++++ Data section
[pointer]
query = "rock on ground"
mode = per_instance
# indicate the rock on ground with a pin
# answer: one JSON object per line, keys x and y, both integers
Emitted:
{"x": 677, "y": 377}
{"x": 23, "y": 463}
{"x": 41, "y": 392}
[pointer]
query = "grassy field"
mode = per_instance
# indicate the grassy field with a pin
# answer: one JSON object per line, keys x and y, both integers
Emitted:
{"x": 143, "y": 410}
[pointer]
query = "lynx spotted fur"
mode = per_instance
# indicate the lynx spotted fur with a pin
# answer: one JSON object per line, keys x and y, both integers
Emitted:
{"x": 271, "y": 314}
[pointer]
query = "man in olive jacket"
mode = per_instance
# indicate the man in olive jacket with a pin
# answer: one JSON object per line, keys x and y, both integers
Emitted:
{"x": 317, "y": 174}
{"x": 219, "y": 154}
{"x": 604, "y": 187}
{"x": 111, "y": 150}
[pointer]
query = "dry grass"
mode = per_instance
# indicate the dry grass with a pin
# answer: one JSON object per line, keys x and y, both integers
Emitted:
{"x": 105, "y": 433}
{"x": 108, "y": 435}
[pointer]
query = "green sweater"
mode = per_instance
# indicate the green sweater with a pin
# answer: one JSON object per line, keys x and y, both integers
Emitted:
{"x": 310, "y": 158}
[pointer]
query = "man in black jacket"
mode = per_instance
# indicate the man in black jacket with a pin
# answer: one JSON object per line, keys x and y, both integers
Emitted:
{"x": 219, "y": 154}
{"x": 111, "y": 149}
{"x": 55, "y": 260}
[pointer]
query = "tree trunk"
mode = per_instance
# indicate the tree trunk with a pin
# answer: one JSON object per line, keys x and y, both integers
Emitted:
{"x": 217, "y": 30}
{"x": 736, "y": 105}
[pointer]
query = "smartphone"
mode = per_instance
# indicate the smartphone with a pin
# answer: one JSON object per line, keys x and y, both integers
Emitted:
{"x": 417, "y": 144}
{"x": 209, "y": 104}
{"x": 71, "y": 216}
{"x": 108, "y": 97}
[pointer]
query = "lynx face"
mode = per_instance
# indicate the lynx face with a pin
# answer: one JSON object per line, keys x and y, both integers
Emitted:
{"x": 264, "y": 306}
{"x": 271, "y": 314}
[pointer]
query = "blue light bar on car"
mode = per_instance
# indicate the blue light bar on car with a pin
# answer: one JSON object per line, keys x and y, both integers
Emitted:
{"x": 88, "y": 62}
++++++++
Problem statement
For each line of the entries that holds the word "blue", pull that line out.

Written response
query = "blue light bar on car"
# indicate the blue light bar on car with a pin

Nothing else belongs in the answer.